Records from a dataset

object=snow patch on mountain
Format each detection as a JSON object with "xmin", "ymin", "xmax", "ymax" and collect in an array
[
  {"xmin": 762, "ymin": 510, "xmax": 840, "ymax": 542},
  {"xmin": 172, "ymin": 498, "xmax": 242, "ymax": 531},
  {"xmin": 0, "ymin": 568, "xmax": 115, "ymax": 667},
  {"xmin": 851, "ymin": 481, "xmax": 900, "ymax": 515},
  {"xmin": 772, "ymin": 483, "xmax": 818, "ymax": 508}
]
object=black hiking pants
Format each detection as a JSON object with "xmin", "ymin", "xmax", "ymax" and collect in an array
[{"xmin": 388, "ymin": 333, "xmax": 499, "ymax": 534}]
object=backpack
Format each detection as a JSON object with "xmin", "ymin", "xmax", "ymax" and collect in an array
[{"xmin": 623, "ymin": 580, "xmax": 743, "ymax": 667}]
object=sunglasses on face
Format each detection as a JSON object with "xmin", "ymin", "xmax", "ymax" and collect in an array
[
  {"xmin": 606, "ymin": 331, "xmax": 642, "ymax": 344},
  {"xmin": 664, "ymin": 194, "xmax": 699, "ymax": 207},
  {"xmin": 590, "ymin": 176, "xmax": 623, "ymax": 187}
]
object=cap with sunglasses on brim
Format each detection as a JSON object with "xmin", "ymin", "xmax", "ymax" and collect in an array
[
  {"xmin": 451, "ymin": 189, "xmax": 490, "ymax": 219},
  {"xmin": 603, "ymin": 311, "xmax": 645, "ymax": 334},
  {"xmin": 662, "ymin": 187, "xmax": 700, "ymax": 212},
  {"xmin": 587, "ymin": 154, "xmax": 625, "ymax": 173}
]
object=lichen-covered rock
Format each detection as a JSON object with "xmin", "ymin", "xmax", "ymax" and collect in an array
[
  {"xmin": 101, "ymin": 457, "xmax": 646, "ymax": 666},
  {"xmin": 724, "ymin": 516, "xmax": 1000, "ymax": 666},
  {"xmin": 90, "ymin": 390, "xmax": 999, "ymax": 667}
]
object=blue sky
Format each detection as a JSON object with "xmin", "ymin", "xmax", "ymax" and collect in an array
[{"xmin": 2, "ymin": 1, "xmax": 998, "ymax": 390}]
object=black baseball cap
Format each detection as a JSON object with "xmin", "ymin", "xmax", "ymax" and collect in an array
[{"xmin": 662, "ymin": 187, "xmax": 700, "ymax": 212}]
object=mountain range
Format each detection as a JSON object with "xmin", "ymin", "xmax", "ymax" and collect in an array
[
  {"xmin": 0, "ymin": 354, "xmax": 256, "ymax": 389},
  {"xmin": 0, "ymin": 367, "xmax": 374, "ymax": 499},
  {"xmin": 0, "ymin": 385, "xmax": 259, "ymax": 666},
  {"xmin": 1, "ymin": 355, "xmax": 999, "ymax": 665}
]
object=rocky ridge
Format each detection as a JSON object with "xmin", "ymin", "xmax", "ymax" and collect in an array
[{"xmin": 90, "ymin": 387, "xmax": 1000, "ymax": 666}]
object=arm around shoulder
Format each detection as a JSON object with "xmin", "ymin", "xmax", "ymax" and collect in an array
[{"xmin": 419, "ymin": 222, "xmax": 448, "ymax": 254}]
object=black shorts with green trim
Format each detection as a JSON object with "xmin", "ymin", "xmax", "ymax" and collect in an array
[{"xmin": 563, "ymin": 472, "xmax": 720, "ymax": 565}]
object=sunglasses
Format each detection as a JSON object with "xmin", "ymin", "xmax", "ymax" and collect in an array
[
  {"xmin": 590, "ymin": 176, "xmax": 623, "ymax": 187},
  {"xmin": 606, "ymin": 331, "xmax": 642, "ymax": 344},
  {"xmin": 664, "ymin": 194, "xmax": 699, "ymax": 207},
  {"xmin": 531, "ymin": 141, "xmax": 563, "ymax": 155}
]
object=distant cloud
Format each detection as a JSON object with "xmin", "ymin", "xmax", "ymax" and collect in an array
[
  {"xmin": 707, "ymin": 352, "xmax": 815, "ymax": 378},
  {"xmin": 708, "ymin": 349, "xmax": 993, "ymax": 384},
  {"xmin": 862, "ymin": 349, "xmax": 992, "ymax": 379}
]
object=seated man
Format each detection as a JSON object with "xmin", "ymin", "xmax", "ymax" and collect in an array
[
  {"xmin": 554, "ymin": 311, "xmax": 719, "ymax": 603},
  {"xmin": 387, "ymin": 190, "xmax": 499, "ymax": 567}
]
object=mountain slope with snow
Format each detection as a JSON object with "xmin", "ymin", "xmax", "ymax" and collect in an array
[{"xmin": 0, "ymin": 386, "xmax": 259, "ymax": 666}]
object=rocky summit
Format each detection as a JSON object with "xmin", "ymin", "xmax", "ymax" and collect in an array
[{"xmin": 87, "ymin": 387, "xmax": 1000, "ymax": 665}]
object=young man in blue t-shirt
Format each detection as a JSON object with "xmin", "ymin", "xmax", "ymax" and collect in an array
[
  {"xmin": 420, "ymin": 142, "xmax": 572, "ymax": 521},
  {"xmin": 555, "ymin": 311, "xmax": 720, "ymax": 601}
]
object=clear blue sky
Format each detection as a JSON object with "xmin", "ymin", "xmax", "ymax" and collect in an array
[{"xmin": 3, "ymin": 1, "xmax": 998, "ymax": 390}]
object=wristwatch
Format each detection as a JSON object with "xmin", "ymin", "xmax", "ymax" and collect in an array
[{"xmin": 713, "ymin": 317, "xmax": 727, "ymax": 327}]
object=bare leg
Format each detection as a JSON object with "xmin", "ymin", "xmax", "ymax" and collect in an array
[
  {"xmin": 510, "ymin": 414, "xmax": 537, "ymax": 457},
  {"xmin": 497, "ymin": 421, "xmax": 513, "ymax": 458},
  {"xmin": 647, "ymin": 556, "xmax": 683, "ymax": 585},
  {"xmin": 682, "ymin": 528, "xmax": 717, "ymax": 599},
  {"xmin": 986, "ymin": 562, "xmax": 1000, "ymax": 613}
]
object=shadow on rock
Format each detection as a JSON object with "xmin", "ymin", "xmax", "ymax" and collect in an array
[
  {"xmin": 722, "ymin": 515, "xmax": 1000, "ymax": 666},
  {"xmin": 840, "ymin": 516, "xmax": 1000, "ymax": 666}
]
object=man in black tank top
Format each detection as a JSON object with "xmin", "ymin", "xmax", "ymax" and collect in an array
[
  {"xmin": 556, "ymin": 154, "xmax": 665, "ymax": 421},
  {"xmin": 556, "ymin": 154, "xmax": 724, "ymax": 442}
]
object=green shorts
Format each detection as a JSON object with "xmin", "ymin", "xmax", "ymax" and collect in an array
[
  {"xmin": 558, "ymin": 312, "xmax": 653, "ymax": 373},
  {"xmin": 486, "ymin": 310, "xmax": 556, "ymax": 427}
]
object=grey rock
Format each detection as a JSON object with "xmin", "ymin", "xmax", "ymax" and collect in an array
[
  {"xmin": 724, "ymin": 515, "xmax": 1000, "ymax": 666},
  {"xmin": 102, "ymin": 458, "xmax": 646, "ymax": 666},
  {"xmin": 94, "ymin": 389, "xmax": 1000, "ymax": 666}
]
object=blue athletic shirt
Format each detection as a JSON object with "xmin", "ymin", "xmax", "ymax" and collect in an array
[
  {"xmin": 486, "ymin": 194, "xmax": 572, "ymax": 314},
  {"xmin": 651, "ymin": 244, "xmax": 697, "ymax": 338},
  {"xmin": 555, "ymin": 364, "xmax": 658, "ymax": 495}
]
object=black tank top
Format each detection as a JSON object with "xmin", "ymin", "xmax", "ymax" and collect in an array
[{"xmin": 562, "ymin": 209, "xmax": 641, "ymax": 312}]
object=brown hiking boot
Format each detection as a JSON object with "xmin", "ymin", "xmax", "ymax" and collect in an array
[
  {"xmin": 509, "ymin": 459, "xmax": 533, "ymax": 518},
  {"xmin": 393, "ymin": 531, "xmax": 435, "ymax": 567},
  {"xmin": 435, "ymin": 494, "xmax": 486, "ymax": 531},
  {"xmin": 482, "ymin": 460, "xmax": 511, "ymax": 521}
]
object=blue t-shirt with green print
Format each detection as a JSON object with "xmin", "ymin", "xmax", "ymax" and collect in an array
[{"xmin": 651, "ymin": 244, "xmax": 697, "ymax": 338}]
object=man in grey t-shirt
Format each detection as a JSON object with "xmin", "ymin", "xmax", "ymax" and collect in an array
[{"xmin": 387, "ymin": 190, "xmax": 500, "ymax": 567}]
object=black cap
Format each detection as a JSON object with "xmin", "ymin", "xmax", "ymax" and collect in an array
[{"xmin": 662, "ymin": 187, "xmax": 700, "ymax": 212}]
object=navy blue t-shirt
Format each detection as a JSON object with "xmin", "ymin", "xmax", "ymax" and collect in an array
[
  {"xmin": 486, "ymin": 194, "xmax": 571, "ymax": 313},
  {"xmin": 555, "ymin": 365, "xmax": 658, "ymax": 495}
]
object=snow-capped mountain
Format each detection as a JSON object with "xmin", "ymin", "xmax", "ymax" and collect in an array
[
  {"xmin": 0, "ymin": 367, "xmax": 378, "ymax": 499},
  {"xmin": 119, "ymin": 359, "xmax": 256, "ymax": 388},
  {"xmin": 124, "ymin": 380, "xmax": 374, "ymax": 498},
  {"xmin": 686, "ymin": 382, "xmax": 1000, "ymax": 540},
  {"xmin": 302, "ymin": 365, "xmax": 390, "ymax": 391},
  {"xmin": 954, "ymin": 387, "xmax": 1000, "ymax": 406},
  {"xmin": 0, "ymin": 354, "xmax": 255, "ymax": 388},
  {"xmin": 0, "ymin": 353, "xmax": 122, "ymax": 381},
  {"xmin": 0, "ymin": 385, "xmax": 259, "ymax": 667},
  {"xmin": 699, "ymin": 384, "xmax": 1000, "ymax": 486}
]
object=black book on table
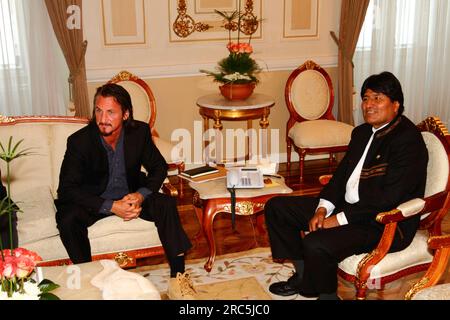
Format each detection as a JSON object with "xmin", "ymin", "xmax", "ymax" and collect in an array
[{"xmin": 180, "ymin": 165, "xmax": 219, "ymax": 178}]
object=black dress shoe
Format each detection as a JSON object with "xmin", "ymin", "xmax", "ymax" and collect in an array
[
  {"xmin": 317, "ymin": 292, "xmax": 342, "ymax": 300},
  {"xmin": 269, "ymin": 273, "xmax": 302, "ymax": 296}
]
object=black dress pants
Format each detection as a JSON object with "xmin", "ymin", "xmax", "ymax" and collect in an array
[
  {"xmin": 56, "ymin": 192, "xmax": 192, "ymax": 264},
  {"xmin": 264, "ymin": 196, "xmax": 410, "ymax": 296}
]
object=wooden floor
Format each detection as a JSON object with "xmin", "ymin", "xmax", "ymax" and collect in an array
[{"xmin": 142, "ymin": 159, "xmax": 450, "ymax": 300}]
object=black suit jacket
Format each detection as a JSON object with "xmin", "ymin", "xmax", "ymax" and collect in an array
[
  {"xmin": 320, "ymin": 115, "xmax": 428, "ymax": 240},
  {"xmin": 0, "ymin": 181, "xmax": 5, "ymax": 199},
  {"xmin": 56, "ymin": 120, "xmax": 168, "ymax": 213},
  {"xmin": 0, "ymin": 181, "xmax": 6, "ymax": 229}
]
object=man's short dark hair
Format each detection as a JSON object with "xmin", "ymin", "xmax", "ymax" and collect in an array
[
  {"xmin": 361, "ymin": 71, "xmax": 404, "ymax": 115},
  {"xmin": 92, "ymin": 83, "xmax": 134, "ymax": 126}
]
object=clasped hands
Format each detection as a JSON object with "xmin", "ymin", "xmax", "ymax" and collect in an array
[
  {"xmin": 308, "ymin": 207, "xmax": 339, "ymax": 232},
  {"xmin": 111, "ymin": 192, "xmax": 144, "ymax": 221}
]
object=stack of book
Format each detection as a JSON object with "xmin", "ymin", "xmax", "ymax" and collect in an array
[{"xmin": 178, "ymin": 165, "xmax": 226, "ymax": 183}]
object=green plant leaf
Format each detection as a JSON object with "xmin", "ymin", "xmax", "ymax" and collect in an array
[
  {"xmin": 0, "ymin": 197, "xmax": 19, "ymax": 216},
  {"xmin": 38, "ymin": 279, "xmax": 60, "ymax": 293},
  {"xmin": 39, "ymin": 292, "xmax": 61, "ymax": 300},
  {"xmin": 10, "ymin": 138, "xmax": 24, "ymax": 155},
  {"xmin": 7, "ymin": 136, "xmax": 12, "ymax": 155},
  {"xmin": 0, "ymin": 141, "xmax": 6, "ymax": 154},
  {"xmin": 215, "ymin": 9, "xmax": 238, "ymax": 22}
]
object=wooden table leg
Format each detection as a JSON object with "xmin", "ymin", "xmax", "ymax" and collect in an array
[
  {"xmin": 256, "ymin": 211, "xmax": 266, "ymax": 237},
  {"xmin": 259, "ymin": 107, "xmax": 270, "ymax": 159},
  {"xmin": 202, "ymin": 201, "xmax": 220, "ymax": 272}
]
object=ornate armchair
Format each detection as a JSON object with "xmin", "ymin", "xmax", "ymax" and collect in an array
[
  {"xmin": 405, "ymin": 234, "xmax": 450, "ymax": 300},
  {"xmin": 285, "ymin": 60, "xmax": 354, "ymax": 183},
  {"xmin": 336, "ymin": 117, "xmax": 450, "ymax": 299},
  {"xmin": 108, "ymin": 71, "xmax": 185, "ymax": 197}
]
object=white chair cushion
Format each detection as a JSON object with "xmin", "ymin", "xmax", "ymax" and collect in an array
[
  {"xmin": 288, "ymin": 120, "xmax": 353, "ymax": 149},
  {"xmin": 412, "ymin": 284, "xmax": 450, "ymax": 300},
  {"xmin": 88, "ymin": 216, "xmax": 157, "ymax": 239},
  {"xmin": 153, "ymin": 136, "xmax": 184, "ymax": 164},
  {"xmin": 338, "ymin": 230, "xmax": 433, "ymax": 278},
  {"xmin": 291, "ymin": 69, "xmax": 330, "ymax": 120},
  {"xmin": 422, "ymin": 132, "xmax": 449, "ymax": 197},
  {"xmin": 119, "ymin": 81, "xmax": 151, "ymax": 123},
  {"xmin": 1, "ymin": 124, "xmax": 53, "ymax": 198},
  {"xmin": 26, "ymin": 223, "xmax": 162, "ymax": 262},
  {"xmin": 15, "ymin": 186, "xmax": 58, "ymax": 245}
]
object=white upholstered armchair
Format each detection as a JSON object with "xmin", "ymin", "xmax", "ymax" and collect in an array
[
  {"xmin": 285, "ymin": 60, "xmax": 354, "ymax": 183},
  {"xmin": 406, "ymin": 234, "xmax": 450, "ymax": 300},
  {"xmin": 336, "ymin": 117, "xmax": 450, "ymax": 300}
]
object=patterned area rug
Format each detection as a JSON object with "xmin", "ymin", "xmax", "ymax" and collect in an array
[{"xmin": 134, "ymin": 248, "xmax": 314, "ymax": 300}]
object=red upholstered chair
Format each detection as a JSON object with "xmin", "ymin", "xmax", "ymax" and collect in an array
[
  {"xmin": 334, "ymin": 117, "xmax": 450, "ymax": 299},
  {"xmin": 108, "ymin": 71, "xmax": 184, "ymax": 197},
  {"xmin": 285, "ymin": 60, "xmax": 354, "ymax": 183}
]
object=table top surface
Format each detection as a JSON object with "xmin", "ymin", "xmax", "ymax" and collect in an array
[
  {"xmin": 189, "ymin": 176, "xmax": 293, "ymax": 200},
  {"xmin": 197, "ymin": 93, "xmax": 275, "ymax": 110}
]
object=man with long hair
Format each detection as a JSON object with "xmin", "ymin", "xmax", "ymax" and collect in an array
[{"xmin": 56, "ymin": 83, "xmax": 195, "ymax": 299}]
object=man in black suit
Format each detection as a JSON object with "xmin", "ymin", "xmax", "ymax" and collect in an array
[
  {"xmin": 0, "ymin": 179, "xmax": 18, "ymax": 249},
  {"xmin": 56, "ymin": 83, "xmax": 195, "ymax": 299},
  {"xmin": 265, "ymin": 72, "xmax": 428, "ymax": 300}
]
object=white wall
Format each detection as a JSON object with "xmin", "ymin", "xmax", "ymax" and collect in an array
[
  {"xmin": 83, "ymin": 0, "xmax": 341, "ymax": 82},
  {"xmin": 83, "ymin": 0, "xmax": 341, "ymax": 164}
]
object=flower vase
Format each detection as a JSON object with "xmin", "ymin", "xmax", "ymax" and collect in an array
[{"xmin": 219, "ymin": 83, "xmax": 255, "ymax": 101}]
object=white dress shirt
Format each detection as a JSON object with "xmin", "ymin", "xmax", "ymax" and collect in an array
[{"xmin": 317, "ymin": 123, "xmax": 389, "ymax": 225}]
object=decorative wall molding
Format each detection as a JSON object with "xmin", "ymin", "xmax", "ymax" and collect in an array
[
  {"xmin": 101, "ymin": 0, "xmax": 147, "ymax": 46},
  {"xmin": 172, "ymin": 0, "xmax": 212, "ymax": 38},
  {"xmin": 169, "ymin": 0, "xmax": 262, "ymax": 42},
  {"xmin": 283, "ymin": 0, "xmax": 319, "ymax": 39},
  {"xmin": 86, "ymin": 55, "xmax": 338, "ymax": 82}
]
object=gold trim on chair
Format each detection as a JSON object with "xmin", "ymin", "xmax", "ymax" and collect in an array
[
  {"xmin": 0, "ymin": 115, "xmax": 14, "ymax": 123},
  {"xmin": 417, "ymin": 117, "xmax": 450, "ymax": 138},
  {"xmin": 110, "ymin": 70, "xmax": 140, "ymax": 83},
  {"xmin": 114, "ymin": 252, "xmax": 134, "ymax": 268}
]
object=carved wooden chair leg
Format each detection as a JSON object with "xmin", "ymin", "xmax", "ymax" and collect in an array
[
  {"xmin": 178, "ymin": 162, "xmax": 185, "ymax": 198},
  {"xmin": 328, "ymin": 153, "xmax": 334, "ymax": 172},
  {"xmin": 287, "ymin": 141, "xmax": 292, "ymax": 172},
  {"xmin": 299, "ymin": 152, "xmax": 306, "ymax": 183}
]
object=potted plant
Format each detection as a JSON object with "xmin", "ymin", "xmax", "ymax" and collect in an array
[
  {"xmin": 200, "ymin": 8, "xmax": 262, "ymax": 100},
  {"xmin": 0, "ymin": 136, "xmax": 60, "ymax": 300}
]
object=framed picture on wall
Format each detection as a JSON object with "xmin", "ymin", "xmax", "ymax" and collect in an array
[
  {"xmin": 101, "ymin": 0, "xmax": 147, "ymax": 46},
  {"xmin": 283, "ymin": 0, "xmax": 319, "ymax": 39}
]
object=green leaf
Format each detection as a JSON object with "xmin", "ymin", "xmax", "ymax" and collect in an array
[
  {"xmin": 0, "ymin": 197, "xmax": 18, "ymax": 216},
  {"xmin": 7, "ymin": 136, "xmax": 12, "ymax": 155},
  {"xmin": 215, "ymin": 9, "xmax": 238, "ymax": 22},
  {"xmin": 38, "ymin": 279, "xmax": 60, "ymax": 293},
  {"xmin": 10, "ymin": 138, "xmax": 24, "ymax": 155},
  {"xmin": 39, "ymin": 292, "xmax": 60, "ymax": 300}
]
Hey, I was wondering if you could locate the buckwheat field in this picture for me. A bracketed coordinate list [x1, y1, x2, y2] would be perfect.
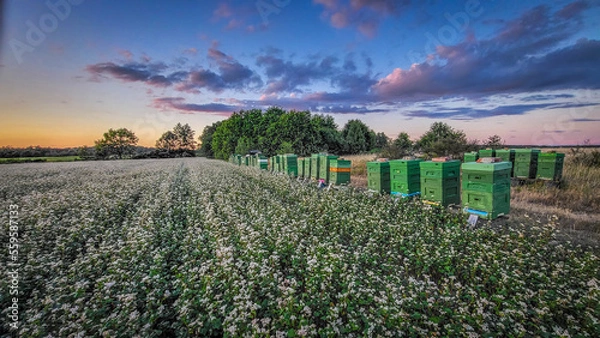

### EXERCISE OBJECTIVE
Copy out only the lines above from the one with "object=patterned area rug" to the one with "object=red upholstered chair", inclusive, exactly as they stand.

### OUTPUT FOR THIS TASK
object=patterned area rug
Format each detection as a JSON object with "xmin", "ymin", "xmax", "ymax" and collect in an array
[{"xmin": 134, "ymin": 248, "xmax": 314, "ymax": 300}]
object=red upholstered chair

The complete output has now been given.